AUFGABE: Tausche in allen folgenden Datensätzen „give the mask“ gegen „return the mask“ aus und gib die Zeilen sonst unverändert wieder.

GEGEBENE DATEN:
◇ ◇ ◇

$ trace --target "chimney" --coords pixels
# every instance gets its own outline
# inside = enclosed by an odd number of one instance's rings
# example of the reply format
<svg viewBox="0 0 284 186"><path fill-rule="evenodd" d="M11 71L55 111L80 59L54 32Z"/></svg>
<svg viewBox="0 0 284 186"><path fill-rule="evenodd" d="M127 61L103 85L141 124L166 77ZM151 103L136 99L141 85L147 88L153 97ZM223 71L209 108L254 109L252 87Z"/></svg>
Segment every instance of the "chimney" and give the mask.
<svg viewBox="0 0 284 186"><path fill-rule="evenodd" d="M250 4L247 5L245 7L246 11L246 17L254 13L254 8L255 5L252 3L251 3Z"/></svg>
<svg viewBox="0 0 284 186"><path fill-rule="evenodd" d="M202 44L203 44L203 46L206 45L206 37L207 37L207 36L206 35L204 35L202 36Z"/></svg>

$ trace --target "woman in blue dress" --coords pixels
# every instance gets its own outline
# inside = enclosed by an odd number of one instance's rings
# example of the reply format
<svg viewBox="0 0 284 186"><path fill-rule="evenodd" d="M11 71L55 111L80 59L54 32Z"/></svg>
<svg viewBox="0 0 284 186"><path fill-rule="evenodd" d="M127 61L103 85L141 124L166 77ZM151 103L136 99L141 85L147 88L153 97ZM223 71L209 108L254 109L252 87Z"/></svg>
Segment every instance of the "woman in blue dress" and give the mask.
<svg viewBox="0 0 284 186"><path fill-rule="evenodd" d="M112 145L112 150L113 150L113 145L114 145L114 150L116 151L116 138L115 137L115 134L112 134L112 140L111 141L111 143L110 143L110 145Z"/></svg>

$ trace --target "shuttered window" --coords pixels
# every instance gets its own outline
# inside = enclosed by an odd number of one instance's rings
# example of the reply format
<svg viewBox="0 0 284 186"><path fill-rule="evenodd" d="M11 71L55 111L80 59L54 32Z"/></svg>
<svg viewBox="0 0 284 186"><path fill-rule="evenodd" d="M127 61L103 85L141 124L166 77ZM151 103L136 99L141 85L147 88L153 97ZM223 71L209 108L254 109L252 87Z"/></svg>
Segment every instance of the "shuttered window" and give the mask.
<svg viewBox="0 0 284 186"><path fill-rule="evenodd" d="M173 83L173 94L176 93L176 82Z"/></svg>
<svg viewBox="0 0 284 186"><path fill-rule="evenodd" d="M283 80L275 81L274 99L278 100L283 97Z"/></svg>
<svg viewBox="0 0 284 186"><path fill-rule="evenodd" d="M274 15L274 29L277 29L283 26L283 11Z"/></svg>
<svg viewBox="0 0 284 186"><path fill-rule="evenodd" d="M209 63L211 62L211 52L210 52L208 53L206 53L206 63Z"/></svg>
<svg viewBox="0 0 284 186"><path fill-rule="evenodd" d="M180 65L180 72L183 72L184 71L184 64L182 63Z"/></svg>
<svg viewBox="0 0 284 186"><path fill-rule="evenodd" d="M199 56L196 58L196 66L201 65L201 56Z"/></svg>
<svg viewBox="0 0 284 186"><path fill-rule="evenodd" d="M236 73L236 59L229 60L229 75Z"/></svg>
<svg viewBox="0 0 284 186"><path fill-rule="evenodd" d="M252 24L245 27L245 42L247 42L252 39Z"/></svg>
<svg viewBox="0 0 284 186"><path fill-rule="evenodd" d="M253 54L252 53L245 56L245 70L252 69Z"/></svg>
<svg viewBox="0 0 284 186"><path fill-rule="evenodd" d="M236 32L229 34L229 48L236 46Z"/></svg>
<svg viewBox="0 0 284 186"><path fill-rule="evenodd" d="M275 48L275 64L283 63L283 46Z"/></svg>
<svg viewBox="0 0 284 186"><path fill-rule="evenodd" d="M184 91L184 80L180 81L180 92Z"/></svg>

◇ ◇ ◇

ERGEBNIS DER ÜBUNG:
$ trace --target "chimney" --coords pixels
# every instance gets its own outline
# inside = enclosed by an odd number of one instance's rings
# example of the reply format
<svg viewBox="0 0 284 186"><path fill-rule="evenodd" d="M11 71L55 111L80 59L54 32Z"/></svg>
<svg viewBox="0 0 284 186"><path fill-rule="evenodd" d="M127 61L103 85L141 124L166 77ZM151 103L136 99L141 85L147 88L153 97ZM223 71L209 108L254 109L252 87Z"/></svg>
Segment every instance of the "chimney" and return the mask.
<svg viewBox="0 0 284 186"><path fill-rule="evenodd" d="M250 4L247 5L245 7L246 11L246 17L254 13L254 8L255 5L252 3L251 3Z"/></svg>
<svg viewBox="0 0 284 186"><path fill-rule="evenodd" d="M202 44L203 44L203 46L206 45L206 37L207 37L207 36L206 35L204 35L202 36Z"/></svg>

$ trace --target "woman in blue dress" --coords pixels
# every instance gets its own outline
# inside = enclosed by an odd number of one instance's rings
# example of the reply format
<svg viewBox="0 0 284 186"><path fill-rule="evenodd" d="M11 71L55 111L80 59L54 32Z"/></svg>
<svg viewBox="0 0 284 186"><path fill-rule="evenodd" d="M127 61L103 85L141 124L166 77ZM151 103L136 99L141 85L147 88L153 97ZM223 71L209 108L254 109L252 87Z"/></svg>
Segment every instance of the "woman in blue dress" and return the mask.
<svg viewBox="0 0 284 186"><path fill-rule="evenodd" d="M112 145L112 150L113 150L113 145L114 145L114 150L116 151L116 138L115 137L115 134L112 134L112 140L111 141L111 143L110 143L110 145Z"/></svg>

$ trace --target "shuttered window" --coords pixels
# every instance gets its own outline
# inside = enclosed by an odd number of one instance's rings
# example of the reply format
<svg viewBox="0 0 284 186"><path fill-rule="evenodd" d="M11 71L55 111L80 59L54 32Z"/></svg>
<svg viewBox="0 0 284 186"><path fill-rule="evenodd" d="M127 61L103 85L141 124L166 77ZM151 103L136 99L141 85L147 88L153 97ZM223 71L209 108L254 109L252 87Z"/></svg>
Segment every instance of the "shuttered window" and return the mask.
<svg viewBox="0 0 284 186"><path fill-rule="evenodd" d="M173 83L173 94L176 93L176 82Z"/></svg>
<svg viewBox="0 0 284 186"><path fill-rule="evenodd" d="M283 80L275 81L274 99L278 100L283 97Z"/></svg>
<svg viewBox="0 0 284 186"><path fill-rule="evenodd" d="M274 15L274 29L277 29L283 26L283 11Z"/></svg>
<svg viewBox="0 0 284 186"><path fill-rule="evenodd" d="M209 63L211 62L211 52L210 52L208 53L206 53L206 63Z"/></svg>
<svg viewBox="0 0 284 186"><path fill-rule="evenodd" d="M180 65L180 72L183 72L184 71L184 64L182 63Z"/></svg>
<svg viewBox="0 0 284 186"><path fill-rule="evenodd" d="M199 56L196 58L196 66L201 65L201 56Z"/></svg>
<svg viewBox="0 0 284 186"><path fill-rule="evenodd" d="M236 73L236 59L229 60L229 75Z"/></svg>
<svg viewBox="0 0 284 186"><path fill-rule="evenodd" d="M252 24L245 27L245 42L247 42L252 39Z"/></svg>
<svg viewBox="0 0 284 186"><path fill-rule="evenodd" d="M253 54L252 53L245 56L245 70L252 69Z"/></svg>
<svg viewBox="0 0 284 186"><path fill-rule="evenodd" d="M236 32L229 34L229 48L236 46Z"/></svg>
<svg viewBox="0 0 284 186"><path fill-rule="evenodd" d="M275 48L275 64L283 63L283 46Z"/></svg>
<svg viewBox="0 0 284 186"><path fill-rule="evenodd" d="M184 91L184 80L180 81L180 92Z"/></svg>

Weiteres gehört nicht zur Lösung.